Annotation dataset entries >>
|---|

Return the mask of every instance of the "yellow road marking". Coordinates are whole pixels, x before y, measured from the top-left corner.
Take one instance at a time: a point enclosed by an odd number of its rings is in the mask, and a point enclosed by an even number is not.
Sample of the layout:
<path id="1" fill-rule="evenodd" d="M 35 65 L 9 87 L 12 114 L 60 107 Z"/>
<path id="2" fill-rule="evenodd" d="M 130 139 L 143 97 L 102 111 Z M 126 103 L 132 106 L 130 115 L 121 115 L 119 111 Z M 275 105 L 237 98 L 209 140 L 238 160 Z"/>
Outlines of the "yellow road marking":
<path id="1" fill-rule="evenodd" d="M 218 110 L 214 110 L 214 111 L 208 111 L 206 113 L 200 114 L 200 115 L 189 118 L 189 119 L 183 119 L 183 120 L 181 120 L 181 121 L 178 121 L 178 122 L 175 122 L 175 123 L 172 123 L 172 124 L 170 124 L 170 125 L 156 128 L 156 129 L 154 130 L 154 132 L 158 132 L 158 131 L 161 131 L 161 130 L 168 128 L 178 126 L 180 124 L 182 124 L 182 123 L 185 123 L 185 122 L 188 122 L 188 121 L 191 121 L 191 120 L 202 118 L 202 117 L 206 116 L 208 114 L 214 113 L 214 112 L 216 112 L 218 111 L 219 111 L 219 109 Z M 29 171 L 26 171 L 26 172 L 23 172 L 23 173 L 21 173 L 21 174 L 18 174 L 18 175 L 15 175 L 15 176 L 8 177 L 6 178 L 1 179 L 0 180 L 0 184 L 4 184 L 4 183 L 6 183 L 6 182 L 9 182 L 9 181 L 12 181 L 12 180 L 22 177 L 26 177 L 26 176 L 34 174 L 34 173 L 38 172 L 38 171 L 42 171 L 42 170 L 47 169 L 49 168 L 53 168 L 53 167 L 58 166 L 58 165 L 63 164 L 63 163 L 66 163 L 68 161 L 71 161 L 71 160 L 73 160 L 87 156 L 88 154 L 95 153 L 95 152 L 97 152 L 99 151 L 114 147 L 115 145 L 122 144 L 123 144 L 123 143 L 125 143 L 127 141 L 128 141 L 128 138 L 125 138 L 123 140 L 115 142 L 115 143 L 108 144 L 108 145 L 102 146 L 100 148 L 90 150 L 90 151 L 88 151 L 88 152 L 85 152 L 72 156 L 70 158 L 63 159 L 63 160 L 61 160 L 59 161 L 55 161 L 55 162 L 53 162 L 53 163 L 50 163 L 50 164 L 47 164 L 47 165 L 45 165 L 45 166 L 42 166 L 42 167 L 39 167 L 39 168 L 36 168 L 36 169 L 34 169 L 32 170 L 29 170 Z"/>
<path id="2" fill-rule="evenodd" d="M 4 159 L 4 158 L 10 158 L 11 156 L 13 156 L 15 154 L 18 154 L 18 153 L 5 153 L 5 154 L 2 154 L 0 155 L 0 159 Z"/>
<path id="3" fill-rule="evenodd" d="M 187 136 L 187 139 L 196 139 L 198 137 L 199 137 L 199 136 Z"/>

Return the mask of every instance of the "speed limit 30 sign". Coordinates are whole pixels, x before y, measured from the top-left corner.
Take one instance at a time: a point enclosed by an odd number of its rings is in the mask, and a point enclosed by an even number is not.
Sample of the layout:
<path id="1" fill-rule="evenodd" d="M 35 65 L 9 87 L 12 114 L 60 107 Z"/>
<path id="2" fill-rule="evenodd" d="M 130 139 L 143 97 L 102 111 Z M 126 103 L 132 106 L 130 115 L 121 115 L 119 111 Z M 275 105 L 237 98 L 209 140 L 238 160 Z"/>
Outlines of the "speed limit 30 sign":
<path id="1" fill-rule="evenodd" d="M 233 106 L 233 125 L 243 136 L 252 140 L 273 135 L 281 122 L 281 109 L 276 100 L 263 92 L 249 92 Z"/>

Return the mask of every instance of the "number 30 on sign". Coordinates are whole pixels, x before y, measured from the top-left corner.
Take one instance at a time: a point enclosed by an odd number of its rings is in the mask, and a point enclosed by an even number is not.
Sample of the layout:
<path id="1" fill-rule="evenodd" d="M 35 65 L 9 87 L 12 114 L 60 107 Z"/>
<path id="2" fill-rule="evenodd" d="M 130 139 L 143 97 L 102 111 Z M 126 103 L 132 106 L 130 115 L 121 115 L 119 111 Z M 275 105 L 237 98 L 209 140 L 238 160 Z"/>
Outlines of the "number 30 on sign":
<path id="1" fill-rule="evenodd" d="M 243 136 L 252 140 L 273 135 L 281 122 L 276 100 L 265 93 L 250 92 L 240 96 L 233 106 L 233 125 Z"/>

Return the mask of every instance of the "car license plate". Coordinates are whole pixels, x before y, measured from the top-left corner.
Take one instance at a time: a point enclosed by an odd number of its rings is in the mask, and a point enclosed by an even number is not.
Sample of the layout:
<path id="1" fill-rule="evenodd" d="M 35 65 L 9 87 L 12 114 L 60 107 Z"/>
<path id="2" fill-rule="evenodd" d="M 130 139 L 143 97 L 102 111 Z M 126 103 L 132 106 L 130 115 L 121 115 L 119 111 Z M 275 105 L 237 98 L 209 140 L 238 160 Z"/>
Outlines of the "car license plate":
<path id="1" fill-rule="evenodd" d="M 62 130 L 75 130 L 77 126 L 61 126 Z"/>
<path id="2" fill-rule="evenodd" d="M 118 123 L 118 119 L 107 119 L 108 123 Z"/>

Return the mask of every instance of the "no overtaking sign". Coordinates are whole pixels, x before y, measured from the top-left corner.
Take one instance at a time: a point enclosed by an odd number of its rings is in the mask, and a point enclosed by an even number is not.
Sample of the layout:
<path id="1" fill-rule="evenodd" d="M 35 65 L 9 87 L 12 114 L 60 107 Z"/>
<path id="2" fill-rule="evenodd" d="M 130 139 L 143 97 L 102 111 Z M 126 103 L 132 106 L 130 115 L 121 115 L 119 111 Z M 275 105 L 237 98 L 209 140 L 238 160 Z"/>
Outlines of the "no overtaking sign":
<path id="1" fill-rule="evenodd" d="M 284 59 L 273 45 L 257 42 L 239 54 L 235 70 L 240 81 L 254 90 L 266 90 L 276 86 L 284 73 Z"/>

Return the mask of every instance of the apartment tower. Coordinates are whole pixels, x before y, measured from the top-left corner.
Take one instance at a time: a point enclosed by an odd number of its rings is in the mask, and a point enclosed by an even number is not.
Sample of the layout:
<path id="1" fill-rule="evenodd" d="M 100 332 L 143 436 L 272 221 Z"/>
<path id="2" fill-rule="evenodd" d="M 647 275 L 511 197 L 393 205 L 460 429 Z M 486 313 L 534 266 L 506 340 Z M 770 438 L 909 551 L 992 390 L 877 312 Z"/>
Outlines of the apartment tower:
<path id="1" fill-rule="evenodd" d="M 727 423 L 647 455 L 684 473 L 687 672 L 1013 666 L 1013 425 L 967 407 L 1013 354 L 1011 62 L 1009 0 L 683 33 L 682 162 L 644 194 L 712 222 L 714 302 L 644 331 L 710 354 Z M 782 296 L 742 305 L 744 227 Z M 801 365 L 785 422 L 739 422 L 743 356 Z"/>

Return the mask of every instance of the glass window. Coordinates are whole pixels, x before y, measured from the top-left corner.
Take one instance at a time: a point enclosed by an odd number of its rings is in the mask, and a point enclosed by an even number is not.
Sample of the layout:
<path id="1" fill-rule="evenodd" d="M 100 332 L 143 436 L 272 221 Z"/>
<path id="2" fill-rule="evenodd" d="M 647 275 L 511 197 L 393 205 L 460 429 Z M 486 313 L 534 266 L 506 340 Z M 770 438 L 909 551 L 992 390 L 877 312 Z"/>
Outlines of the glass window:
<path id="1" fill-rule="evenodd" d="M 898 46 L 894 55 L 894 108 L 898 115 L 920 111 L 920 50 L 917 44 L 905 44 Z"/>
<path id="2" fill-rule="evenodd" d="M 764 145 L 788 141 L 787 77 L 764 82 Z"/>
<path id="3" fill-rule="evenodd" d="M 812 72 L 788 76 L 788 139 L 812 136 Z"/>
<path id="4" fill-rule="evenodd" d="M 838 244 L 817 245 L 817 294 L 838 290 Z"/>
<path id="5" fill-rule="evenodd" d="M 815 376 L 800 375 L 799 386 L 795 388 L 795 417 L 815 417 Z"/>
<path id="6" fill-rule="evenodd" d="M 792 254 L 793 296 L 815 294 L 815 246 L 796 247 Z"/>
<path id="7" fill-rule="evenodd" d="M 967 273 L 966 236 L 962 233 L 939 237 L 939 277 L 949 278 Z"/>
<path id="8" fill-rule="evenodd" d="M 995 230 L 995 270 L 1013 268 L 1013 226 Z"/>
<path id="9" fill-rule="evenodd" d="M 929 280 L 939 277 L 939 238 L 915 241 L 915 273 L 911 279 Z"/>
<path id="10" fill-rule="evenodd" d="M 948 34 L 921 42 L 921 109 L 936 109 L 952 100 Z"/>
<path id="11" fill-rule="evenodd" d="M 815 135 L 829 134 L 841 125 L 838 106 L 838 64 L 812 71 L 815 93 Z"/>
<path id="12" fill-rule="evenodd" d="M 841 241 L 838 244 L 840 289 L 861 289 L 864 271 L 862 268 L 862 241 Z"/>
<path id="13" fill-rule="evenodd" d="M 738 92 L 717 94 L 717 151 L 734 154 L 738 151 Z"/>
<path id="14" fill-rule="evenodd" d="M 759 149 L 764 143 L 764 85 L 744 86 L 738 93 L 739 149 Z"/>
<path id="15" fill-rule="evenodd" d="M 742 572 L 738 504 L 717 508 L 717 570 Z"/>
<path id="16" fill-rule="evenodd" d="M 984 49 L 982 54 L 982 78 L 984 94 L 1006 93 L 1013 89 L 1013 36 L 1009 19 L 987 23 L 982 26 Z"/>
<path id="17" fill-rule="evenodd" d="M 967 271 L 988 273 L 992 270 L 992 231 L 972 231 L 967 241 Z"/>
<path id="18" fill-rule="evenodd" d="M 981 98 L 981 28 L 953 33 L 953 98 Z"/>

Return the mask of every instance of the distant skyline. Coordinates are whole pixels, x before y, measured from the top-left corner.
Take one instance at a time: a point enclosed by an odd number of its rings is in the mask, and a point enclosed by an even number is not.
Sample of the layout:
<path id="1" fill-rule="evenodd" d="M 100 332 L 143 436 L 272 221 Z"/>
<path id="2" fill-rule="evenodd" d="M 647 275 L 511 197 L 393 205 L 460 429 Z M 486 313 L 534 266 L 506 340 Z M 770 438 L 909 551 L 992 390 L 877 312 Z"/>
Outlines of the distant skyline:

|---|

INSTRUCTIONS TO FOLLOW >> Nothing outside the span should appear: transcribe the lines from the one containing "Return the mask of every instance of the distant" through the last line of the records.

COMPLETED TASK >>
Return the mask of every instance of the distant skyline. Coordinates are whole pixels, x before y, measured from the top-left corner.
Take one instance at a time: a point enclosed by an odd number of its rings is in the mask, and a point enclosed by an even number is not.
Sample of the layout:
<path id="1" fill-rule="evenodd" d="M 100 332 L 143 436 L 272 221 Z"/>
<path id="2" fill-rule="evenodd" d="M 647 275 L 511 197 L 393 205 L 460 429 Z M 486 313 L 534 266 L 506 340 Z M 770 438 L 909 551 L 992 390 L 877 312 Z"/>
Outlines of the distant skyline:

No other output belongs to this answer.